• _Exercise goal_: Tally the lines in the entries that contain the string "corn", treating uppercase and lowercase as different. Give only the number.

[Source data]
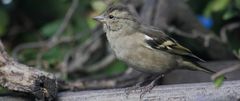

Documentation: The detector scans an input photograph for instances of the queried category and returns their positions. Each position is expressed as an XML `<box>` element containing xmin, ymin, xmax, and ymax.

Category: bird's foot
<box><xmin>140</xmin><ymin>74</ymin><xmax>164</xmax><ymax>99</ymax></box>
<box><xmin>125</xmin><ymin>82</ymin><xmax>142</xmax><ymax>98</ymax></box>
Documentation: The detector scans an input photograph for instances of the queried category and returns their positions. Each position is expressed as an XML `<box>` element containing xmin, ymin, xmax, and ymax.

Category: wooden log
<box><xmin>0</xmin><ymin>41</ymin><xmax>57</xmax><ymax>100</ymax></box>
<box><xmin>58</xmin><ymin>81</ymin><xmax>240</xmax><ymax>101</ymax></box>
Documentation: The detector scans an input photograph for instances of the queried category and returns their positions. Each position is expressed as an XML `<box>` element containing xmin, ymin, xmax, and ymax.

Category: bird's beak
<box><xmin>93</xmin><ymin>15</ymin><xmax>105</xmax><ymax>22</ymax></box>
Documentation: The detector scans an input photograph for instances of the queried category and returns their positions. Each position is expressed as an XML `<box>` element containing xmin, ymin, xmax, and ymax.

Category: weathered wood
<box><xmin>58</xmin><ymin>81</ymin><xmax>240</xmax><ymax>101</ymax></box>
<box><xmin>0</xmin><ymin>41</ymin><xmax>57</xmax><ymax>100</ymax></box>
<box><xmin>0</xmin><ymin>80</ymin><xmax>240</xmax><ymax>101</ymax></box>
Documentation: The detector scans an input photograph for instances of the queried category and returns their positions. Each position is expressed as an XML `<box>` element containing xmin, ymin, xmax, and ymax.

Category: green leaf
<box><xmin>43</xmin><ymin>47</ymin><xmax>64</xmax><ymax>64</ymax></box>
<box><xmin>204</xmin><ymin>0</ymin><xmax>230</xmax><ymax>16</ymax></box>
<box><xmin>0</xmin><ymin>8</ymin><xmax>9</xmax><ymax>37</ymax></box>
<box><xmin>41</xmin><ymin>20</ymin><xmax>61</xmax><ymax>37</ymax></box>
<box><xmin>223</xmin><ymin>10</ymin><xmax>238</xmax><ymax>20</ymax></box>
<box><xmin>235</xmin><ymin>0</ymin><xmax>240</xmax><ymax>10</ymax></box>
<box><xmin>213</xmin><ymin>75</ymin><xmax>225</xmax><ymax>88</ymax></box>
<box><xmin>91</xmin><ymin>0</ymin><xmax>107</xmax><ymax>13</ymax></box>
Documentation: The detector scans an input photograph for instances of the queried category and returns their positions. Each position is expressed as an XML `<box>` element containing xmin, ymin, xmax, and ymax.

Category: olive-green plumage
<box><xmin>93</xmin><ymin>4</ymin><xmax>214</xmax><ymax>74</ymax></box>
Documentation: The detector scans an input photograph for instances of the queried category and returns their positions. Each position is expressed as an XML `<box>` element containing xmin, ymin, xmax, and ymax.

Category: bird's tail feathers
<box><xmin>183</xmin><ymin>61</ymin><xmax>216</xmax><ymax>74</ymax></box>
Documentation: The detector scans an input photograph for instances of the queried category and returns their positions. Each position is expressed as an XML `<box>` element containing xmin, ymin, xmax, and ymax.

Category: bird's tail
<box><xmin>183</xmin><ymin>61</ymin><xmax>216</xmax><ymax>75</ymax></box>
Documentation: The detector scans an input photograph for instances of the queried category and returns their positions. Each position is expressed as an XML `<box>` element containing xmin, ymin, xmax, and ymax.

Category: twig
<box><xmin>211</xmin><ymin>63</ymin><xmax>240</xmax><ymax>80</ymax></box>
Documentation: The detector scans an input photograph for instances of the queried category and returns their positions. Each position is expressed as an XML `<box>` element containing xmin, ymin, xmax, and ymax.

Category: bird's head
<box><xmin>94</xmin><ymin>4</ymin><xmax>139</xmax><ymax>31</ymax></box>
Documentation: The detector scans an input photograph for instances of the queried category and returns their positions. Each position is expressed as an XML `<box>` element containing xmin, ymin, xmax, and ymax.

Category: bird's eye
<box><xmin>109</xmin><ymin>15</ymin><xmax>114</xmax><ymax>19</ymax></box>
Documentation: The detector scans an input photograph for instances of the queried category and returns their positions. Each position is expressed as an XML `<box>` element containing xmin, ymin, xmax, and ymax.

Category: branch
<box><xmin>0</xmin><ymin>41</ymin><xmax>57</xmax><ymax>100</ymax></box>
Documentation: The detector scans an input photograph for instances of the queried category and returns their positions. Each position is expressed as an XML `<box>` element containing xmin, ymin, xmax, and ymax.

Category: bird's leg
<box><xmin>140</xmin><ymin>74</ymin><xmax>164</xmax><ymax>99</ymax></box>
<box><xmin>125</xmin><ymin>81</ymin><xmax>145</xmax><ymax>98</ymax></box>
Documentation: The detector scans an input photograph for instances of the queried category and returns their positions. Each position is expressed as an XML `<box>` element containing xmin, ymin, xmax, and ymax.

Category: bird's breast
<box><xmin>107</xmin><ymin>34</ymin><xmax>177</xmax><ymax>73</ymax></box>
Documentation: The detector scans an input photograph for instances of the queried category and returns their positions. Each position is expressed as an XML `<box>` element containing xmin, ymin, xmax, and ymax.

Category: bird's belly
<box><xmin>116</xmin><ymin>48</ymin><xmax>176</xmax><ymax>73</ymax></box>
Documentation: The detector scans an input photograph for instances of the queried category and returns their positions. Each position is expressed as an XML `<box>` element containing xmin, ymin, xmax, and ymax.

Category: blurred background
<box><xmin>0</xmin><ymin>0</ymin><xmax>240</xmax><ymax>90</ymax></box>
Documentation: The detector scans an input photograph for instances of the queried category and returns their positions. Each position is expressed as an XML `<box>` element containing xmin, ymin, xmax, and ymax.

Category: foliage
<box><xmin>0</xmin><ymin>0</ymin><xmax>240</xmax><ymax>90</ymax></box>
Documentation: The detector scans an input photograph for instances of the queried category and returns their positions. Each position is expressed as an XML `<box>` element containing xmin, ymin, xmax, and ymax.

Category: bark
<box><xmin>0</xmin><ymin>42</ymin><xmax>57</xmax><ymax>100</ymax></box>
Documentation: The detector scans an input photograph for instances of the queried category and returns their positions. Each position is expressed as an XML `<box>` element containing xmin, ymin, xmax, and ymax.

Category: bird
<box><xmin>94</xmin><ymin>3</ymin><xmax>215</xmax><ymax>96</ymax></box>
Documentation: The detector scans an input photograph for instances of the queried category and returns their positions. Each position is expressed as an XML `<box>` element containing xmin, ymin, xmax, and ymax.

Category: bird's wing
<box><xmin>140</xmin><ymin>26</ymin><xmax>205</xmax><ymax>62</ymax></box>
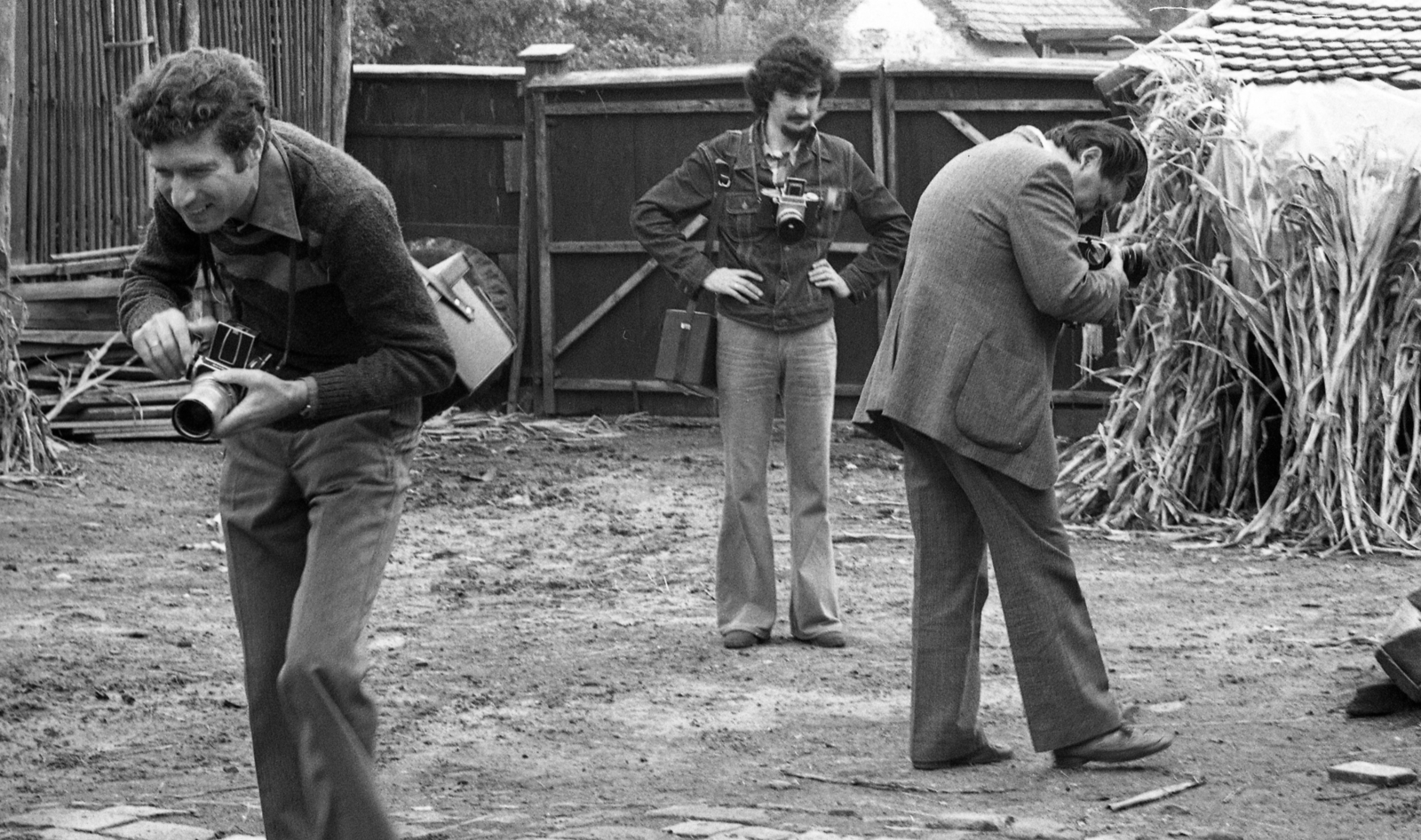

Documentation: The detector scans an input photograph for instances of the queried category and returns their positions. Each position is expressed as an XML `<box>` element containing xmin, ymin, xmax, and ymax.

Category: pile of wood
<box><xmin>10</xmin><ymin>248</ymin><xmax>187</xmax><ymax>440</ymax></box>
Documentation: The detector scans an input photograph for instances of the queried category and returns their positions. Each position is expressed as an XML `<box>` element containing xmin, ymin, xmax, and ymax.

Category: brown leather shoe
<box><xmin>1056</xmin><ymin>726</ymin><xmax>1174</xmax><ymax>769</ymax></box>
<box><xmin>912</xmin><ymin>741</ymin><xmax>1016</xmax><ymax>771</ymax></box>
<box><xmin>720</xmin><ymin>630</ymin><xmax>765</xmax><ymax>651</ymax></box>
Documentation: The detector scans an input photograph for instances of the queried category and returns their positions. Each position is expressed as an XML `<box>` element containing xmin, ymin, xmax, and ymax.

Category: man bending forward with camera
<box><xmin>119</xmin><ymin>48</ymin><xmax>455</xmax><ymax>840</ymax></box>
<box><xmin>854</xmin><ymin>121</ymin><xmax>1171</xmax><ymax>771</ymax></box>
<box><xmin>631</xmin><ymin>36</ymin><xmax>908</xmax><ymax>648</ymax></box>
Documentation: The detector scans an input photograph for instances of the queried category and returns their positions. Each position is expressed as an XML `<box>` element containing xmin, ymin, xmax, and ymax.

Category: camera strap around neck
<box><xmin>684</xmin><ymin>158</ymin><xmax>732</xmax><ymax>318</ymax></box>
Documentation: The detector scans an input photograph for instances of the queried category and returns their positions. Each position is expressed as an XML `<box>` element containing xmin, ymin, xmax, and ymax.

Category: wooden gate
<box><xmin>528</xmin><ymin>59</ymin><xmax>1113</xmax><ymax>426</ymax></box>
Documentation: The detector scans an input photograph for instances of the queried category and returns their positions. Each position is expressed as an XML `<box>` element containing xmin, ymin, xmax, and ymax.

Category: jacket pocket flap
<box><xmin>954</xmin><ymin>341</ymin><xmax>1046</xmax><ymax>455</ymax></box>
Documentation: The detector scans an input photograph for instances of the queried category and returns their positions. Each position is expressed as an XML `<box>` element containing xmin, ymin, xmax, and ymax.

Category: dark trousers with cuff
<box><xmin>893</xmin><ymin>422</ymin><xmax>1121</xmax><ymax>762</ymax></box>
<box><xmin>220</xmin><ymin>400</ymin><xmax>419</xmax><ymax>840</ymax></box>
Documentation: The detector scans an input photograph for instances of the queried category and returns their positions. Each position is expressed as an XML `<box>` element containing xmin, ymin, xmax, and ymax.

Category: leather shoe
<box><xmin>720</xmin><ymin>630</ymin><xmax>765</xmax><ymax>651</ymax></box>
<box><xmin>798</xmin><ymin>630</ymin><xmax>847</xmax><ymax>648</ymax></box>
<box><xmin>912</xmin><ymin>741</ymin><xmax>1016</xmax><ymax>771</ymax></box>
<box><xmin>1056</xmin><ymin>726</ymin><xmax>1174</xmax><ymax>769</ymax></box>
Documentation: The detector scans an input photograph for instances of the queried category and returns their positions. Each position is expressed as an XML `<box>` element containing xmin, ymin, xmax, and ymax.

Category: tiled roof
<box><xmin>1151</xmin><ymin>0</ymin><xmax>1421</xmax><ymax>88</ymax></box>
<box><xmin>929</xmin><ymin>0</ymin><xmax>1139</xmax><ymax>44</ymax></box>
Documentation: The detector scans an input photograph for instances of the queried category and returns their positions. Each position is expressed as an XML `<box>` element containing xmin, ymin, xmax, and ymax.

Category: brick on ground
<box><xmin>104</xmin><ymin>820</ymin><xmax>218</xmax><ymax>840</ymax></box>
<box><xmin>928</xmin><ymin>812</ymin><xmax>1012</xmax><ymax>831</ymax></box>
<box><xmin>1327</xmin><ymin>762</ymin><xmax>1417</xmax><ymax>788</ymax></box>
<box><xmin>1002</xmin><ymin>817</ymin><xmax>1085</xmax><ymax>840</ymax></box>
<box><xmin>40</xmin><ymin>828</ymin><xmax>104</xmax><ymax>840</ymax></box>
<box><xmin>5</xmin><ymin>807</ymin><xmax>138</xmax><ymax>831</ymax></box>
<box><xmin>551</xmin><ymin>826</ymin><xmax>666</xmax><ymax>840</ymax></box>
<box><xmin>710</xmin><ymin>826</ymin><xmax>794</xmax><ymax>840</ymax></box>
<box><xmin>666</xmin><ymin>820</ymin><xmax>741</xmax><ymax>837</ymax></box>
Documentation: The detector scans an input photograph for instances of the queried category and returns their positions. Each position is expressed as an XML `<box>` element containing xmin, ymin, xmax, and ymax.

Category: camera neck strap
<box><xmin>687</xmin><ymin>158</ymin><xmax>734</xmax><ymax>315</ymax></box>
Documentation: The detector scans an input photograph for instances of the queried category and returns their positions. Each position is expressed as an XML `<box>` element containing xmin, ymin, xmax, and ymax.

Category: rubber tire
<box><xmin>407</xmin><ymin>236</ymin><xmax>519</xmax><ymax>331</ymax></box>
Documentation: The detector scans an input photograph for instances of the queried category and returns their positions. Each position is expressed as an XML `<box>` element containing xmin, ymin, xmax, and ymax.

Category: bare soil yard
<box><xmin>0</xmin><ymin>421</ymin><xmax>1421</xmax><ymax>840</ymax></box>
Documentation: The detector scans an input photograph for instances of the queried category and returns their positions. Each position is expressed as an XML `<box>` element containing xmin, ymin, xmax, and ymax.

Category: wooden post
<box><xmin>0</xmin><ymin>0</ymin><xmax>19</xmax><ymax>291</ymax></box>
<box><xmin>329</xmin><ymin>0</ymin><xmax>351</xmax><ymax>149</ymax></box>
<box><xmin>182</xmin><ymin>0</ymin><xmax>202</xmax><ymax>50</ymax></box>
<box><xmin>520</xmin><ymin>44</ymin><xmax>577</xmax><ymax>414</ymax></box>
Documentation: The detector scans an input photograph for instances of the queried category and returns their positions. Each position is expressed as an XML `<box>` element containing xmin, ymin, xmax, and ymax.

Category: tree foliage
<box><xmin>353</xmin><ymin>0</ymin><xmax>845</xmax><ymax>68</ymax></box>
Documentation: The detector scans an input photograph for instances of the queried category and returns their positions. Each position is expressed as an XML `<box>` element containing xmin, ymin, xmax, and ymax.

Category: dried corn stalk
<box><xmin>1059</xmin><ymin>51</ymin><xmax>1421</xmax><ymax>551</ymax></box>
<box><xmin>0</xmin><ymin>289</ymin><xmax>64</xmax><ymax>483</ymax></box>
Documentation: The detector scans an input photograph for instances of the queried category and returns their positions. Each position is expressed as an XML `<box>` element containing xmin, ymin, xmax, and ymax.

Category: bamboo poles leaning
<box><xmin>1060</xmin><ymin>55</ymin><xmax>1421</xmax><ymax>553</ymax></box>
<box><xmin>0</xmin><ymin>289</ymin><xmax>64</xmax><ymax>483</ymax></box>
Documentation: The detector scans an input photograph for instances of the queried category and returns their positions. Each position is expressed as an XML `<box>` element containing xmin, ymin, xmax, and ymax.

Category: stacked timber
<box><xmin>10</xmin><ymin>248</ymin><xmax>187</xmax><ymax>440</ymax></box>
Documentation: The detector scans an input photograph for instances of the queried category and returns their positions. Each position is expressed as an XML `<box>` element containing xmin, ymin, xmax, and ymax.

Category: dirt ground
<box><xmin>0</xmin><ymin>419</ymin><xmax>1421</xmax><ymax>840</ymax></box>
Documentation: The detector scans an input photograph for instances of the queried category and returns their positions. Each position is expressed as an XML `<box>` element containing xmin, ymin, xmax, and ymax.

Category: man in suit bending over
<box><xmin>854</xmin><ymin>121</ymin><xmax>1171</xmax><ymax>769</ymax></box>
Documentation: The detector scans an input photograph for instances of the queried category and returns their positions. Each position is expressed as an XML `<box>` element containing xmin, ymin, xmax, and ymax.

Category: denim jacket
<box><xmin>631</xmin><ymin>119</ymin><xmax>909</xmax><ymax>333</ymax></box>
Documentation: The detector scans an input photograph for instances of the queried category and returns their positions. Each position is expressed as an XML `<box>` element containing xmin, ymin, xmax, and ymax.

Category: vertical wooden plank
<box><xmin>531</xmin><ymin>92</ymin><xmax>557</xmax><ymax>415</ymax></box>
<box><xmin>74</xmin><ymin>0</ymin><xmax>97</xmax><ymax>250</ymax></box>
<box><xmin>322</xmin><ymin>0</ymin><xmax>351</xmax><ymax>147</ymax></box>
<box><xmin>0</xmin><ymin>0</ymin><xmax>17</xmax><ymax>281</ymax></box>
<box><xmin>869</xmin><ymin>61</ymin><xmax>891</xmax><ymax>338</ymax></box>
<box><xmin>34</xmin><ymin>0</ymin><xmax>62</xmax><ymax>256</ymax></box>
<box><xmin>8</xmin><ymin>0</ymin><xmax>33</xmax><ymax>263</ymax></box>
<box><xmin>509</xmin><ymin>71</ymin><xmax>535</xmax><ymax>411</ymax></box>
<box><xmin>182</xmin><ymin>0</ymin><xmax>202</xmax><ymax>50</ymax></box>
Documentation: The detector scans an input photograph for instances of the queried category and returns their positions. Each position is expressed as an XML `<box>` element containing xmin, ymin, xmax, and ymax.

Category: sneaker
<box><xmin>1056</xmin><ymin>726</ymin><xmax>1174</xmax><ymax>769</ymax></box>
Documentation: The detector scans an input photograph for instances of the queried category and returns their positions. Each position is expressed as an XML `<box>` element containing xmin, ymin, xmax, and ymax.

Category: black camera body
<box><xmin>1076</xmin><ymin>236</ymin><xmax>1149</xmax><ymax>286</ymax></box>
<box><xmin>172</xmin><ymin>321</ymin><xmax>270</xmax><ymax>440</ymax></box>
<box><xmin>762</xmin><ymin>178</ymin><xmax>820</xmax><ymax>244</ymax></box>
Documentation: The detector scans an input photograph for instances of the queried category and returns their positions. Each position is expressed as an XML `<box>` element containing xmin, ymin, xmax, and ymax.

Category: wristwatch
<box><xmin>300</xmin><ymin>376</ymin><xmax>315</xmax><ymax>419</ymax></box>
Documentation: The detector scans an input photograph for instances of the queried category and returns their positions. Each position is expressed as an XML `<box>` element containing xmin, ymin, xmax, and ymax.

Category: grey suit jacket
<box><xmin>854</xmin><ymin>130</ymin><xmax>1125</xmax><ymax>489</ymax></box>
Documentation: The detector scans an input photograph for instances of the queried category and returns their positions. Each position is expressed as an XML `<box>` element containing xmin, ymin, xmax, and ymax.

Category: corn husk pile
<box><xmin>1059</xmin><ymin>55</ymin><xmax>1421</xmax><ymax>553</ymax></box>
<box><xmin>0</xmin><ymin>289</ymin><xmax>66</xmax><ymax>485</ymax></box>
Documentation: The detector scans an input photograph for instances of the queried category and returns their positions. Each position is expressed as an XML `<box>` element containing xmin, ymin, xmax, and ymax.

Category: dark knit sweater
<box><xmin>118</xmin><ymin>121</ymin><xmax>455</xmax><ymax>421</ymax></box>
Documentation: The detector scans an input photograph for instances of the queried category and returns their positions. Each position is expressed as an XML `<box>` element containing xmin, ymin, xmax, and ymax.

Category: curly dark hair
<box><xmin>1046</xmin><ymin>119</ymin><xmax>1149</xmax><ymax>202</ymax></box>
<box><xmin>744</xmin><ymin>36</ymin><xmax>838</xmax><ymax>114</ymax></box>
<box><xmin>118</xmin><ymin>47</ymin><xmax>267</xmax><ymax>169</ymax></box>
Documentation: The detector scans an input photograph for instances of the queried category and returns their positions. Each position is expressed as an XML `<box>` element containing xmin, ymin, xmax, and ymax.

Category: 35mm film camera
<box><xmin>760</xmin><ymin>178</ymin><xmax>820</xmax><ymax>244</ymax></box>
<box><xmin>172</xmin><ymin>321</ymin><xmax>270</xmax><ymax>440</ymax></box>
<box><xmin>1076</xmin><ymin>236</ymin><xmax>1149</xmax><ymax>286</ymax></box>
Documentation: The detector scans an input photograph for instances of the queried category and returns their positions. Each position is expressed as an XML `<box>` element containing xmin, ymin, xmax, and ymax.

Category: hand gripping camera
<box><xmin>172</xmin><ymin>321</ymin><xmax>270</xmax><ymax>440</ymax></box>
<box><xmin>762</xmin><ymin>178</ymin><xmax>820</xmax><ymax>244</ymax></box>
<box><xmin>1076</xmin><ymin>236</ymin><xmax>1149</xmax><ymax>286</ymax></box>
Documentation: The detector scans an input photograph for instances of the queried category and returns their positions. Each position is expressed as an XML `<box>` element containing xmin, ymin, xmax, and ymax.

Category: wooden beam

• _Solved exercise_: 2